REQUIREMENT
Go through the listing and set it down exactly, leaving out its pictures.

************

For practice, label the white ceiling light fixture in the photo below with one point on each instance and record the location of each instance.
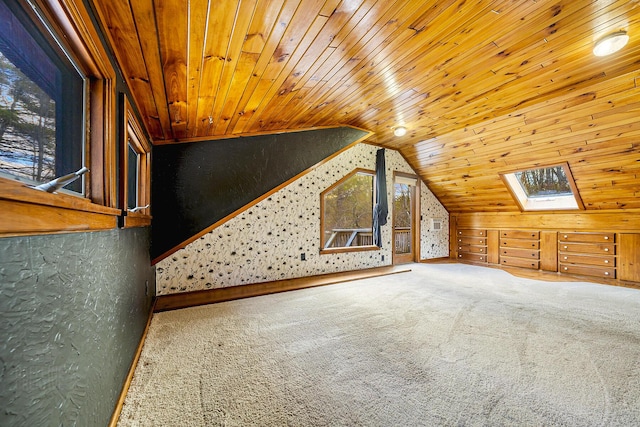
(400, 131)
(611, 43)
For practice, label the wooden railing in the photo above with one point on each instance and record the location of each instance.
(402, 237)
(347, 237)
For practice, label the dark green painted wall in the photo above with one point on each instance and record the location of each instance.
(197, 184)
(73, 308)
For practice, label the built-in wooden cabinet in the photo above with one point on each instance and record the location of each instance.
(520, 248)
(598, 246)
(472, 245)
(628, 246)
(587, 254)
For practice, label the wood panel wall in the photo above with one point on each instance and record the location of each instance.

************

SOLUTION BELOW
For practice, label the white ceiling light fixture in the photo below with one point on each instance and record the location of each instance.
(400, 131)
(611, 43)
For practice, label the wooden railing in the photo above with one point on each instance and record the location of each instance.
(402, 237)
(347, 237)
For practice, label the dark green painted wall in the photo above with one point on each instance and record the location of each instance.
(197, 184)
(73, 308)
For practice, label the built-in wooden cabinet in the photo above with one point on each instance and record the location of each instance.
(520, 248)
(598, 246)
(472, 245)
(628, 246)
(587, 254)
For practice, label the wood panel wall in the photo above with one point on each instance and record the location of each instance.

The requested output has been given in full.